### Extracted records
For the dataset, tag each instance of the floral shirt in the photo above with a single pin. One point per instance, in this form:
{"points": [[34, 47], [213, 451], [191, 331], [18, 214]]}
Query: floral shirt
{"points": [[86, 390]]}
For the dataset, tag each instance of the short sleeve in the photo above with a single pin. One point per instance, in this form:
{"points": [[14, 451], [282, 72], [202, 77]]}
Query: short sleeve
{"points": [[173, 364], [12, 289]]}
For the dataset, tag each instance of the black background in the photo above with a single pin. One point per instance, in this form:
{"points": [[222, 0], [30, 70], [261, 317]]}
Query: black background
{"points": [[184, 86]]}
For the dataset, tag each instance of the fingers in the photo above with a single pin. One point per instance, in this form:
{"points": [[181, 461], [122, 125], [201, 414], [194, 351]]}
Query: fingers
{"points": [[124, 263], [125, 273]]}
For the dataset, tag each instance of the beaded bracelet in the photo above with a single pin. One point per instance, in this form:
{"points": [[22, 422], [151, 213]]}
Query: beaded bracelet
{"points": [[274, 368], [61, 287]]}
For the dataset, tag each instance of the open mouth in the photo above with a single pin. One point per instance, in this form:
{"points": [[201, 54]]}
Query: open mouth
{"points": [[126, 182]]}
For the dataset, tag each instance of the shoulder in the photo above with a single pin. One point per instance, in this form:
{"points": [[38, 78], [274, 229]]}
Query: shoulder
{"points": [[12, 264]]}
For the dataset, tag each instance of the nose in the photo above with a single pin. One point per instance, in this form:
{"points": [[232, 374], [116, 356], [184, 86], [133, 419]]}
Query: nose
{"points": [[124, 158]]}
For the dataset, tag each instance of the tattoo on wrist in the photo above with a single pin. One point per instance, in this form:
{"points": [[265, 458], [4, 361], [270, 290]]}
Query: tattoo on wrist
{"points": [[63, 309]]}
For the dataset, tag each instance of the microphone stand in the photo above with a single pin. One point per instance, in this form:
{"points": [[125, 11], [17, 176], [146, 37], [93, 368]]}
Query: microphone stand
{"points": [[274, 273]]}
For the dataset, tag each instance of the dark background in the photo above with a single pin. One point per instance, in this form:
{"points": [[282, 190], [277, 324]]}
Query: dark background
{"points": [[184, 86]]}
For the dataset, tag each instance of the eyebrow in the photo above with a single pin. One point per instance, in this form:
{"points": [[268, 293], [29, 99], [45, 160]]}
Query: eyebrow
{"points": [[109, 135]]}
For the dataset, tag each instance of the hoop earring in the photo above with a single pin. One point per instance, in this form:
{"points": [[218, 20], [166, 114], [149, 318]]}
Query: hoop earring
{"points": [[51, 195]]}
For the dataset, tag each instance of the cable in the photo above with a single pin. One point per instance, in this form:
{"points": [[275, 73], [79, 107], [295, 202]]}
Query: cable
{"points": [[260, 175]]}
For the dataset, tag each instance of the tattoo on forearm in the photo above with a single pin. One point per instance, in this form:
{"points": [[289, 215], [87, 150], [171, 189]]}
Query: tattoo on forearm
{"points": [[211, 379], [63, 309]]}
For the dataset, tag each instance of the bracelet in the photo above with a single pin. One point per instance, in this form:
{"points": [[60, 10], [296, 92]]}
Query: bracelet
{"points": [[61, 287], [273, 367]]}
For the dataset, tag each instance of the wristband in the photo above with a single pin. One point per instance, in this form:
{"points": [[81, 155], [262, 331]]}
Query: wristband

### Exercise objective
The answer must be a single number: how many lines in the listing above include the word "wristband".

### Reply
2